- _Directions for this task_
When scanning the data, count every line with "above" in it, and report only the resulting number.

:::::

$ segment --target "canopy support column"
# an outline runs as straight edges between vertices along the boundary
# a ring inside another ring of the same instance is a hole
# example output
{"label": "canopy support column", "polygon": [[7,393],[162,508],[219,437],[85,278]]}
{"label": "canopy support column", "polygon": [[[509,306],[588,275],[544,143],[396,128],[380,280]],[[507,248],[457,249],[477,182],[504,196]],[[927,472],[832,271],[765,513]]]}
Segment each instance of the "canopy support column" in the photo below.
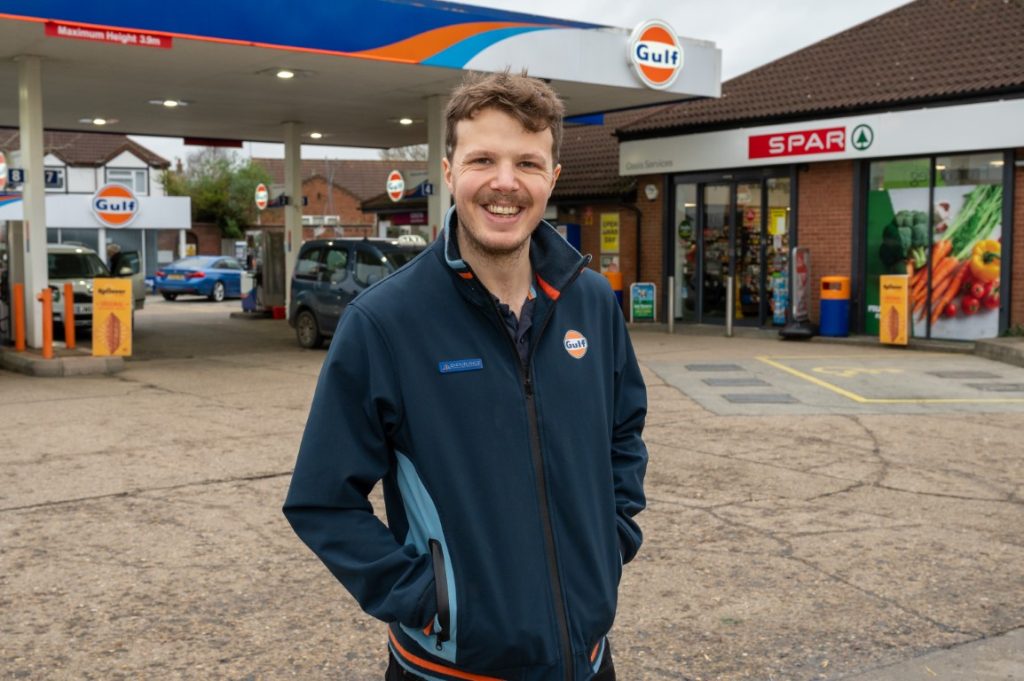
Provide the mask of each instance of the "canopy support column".
{"label": "canopy support column", "polygon": [[49,285],[46,258],[46,185],[43,177],[43,78],[39,57],[18,57],[18,119],[24,221],[21,253],[25,279],[25,330],[28,346],[42,347],[42,308],[36,296]]}
{"label": "canopy support column", "polygon": [[446,95],[427,98],[427,181],[434,187],[434,193],[427,197],[427,240],[437,237],[444,229],[444,214],[452,202],[451,192],[444,183],[441,173],[441,159],[445,153],[444,108],[448,104]]}
{"label": "canopy support column", "polygon": [[288,197],[284,207],[284,295],[291,319],[292,272],[302,246],[302,143],[296,121],[284,124],[284,193]]}

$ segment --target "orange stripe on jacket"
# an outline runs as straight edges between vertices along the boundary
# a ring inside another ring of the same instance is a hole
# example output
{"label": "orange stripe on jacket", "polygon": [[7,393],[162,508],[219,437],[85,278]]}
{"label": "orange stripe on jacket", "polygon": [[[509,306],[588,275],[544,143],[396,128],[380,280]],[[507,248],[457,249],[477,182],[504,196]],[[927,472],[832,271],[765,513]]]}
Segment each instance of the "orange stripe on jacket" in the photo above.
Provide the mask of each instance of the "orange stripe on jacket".
{"label": "orange stripe on jacket", "polygon": [[424,59],[433,57],[438,52],[443,52],[449,47],[462,42],[466,38],[472,38],[481,33],[502,28],[520,28],[534,25],[511,21],[472,21],[455,26],[442,26],[441,28],[435,28],[405,40],[399,40],[397,43],[375,47],[372,50],[364,50],[356,54],[360,57],[380,57],[418,64]]}
{"label": "orange stripe on jacket", "polygon": [[597,645],[594,646],[594,652],[590,653],[590,661],[591,661],[591,663],[593,663],[593,661],[597,659],[597,651],[599,651],[600,649],[601,649],[601,642],[598,641]]}
{"label": "orange stripe on jacket", "polygon": [[422,657],[417,657],[410,653],[408,650],[402,647],[402,644],[395,638],[395,632],[391,631],[388,627],[388,638],[391,639],[391,645],[395,647],[395,650],[409,662],[422,667],[423,669],[429,669],[432,672],[439,674],[447,674],[448,676],[454,676],[459,679],[466,679],[467,681],[502,681],[494,676],[483,676],[481,674],[470,674],[469,672],[462,672],[452,667],[445,667],[442,664],[431,662],[430,660],[424,660]]}
{"label": "orange stripe on jacket", "polygon": [[543,279],[541,279],[539,274],[536,275],[536,276],[537,276],[537,283],[540,284],[540,287],[542,289],[544,289],[544,294],[548,298],[550,298],[551,300],[558,300],[558,296],[562,295],[562,292],[559,291],[558,289],[556,289],[554,286],[552,286],[548,282],[546,282]]}

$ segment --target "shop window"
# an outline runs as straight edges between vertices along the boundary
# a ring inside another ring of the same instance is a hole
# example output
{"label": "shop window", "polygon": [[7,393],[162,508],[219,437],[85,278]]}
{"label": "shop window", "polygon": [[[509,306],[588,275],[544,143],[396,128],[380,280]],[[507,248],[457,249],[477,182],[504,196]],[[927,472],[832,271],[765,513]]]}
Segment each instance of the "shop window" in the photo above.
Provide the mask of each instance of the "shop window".
{"label": "shop window", "polygon": [[149,193],[148,171],[144,168],[107,168],[107,182],[117,182],[136,194]]}
{"label": "shop window", "polygon": [[[46,231],[50,232],[50,230]],[[60,238],[62,243],[82,244],[94,251],[98,251],[100,247],[100,233],[99,230],[95,229],[72,229],[65,227],[60,230]]]}
{"label": "shop window", "polygon": [[910,277],[916,337],[999,334],[1003,163],[983,153],[871,164],[866,333],[878,333],[879,277],[898,274]]}
{"label": "shop window", "polygon": [[675,315],[694,318],[697,295],[697,185],[676,186],[675,215]]}

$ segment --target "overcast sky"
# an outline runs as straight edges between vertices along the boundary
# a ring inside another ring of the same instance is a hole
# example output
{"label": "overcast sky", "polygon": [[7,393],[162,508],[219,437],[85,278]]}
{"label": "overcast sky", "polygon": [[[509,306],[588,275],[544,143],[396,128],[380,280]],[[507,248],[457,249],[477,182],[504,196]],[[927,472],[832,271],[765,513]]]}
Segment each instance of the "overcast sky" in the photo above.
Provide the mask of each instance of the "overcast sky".
{"label": "overcast sky", "polygon": [[[688,38],[722,50],[722,79],[774,61],[908,0],[477,0],[478,6],[633,28],[663,19]],[[173,161],[195,150],[180,139],[133,136]],[[283,158],[280,144],[246,144],[253,156]],[[377,158],[375,149],[304,146],[303,158]]]}

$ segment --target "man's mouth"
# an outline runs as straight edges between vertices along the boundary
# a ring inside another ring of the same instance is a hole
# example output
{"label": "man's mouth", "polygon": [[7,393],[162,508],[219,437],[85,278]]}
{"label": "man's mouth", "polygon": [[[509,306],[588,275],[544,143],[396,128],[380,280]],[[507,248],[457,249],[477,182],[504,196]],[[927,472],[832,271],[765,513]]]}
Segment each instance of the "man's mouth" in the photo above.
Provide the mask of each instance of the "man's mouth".
{"label": "man's mouth", "polygon": [[484,205],[484,210],[493,215],[519,215],[523,209],[520,206],[505,206],[495,203]]}

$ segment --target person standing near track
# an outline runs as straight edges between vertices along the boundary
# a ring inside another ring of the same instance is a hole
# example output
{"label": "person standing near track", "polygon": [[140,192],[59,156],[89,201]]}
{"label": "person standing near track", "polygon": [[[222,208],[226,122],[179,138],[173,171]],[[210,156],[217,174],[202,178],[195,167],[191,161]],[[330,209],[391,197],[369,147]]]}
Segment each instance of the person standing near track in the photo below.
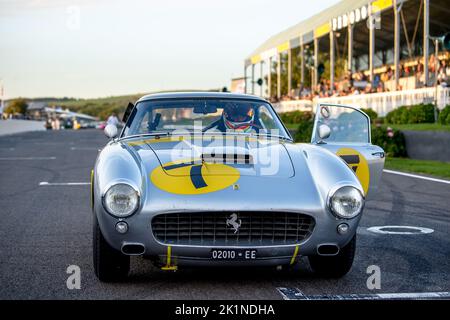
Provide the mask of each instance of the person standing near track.
{"label": "person standing near track", "polygon": [[115,113],[112,113],[109,117],[108,120],[106,120],[106,124],[112,124],[115,125],[116,127],[119,125],[119,119],[117,118]]}

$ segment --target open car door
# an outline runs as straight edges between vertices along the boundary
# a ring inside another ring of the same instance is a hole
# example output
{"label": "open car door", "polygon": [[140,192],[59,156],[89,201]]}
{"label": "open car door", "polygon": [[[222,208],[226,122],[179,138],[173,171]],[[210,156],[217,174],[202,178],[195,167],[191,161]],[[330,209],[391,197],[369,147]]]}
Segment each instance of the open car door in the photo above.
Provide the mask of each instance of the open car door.
{"label": "open car door", "polygon": [[319,104],[311,143],[340,156],[358,177],[366,198],[373,195],[381,179],[385,154],[372,144],[367,114],[351,106]]}

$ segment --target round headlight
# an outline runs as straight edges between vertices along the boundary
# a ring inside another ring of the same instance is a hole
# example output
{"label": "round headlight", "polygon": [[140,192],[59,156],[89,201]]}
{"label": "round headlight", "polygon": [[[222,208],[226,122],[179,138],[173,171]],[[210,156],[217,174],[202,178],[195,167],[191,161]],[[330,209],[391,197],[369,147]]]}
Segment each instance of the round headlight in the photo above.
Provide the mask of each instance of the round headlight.
{"label": "round headlight", "polygon": [[138,192],[128,184],[115,184],[103,197],[105,209],[116,217],[127,217],[134,213],[139,205]]}
{"label": "round headlight", "polygon": [[363,195],[350,186],[338,189],[330,199],[330,209],[339,218],[354,218],[361,213],[363,207]]}

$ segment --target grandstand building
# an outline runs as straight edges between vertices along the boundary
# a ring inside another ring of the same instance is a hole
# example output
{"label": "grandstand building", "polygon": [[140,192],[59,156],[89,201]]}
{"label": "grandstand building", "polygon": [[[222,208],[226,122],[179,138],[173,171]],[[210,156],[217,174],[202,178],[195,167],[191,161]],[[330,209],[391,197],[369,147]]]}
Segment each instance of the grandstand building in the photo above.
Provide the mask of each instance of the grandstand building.
{"label": "grandstand building", "polygon": [[278,111],[349,103],[384,115],[450,104],[448,0],[343,0],[284,30],[245,60],[245,91]]}

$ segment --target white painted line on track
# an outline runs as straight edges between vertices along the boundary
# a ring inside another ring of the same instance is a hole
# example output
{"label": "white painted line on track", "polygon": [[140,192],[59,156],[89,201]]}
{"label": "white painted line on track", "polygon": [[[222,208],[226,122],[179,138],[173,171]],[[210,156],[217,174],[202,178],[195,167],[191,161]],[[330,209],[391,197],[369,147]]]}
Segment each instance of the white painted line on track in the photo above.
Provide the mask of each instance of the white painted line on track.
{"label": "white painted line on track", "polygon": [[433,182],[440,182],[440,183],[450,184],[450,180],[418,176],[416,174],[405,173],[405,172],[400,172],[400,171],[393,171],[393,170],[387,170],[387,169],[384,169],[383,171],[386,172],[386,173],[396,174],[396,175],[399,175],[399,176],[405,176],[405,177],[410,177],[410,178],[416,178],[416,179],[422,179],[422,180],[428,180],[428,181],[433,181]]}
{"label": "white painted line on track", "polygon": [[34,144],[45,145],[45,146],[46,145],[48,145],[48,146],[60,146],[60,145],[67,145],[67,144],[73,145],[73,142],[67,143],[67,142],[40,142],[40,141],[37,141]]}
{"label": "white painted line on track", "polygon": [[70,150],[95,150],[99,151],[99,148],[90,148],[90,147],[70,147]]}
{"label": "white painted line on track", "polygon": [[90,182],[39,182],[39,186],[87,186]]}
{"label": "white painted line on track", "polygon": [[0,161],[17,161],[17,160],[55,160],[56,157],[8,157],[0,158]]}
{"label": "white painted line on track", "polygon": [[450,292],[305,295],[297,288],[277,288],[284,300],[425,300],[450,299]]}
{"label": "white painted line on track", "polygon": [[[401,230],[411,230],[411,231],[401,231]],[[400,234],[400,235],[429,234],[434,232],[434,230],[430,228],[412,227],[412,226],[376,226],[367,228],[367,231],[378,234]]]}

:::::

- _Result of the task_
8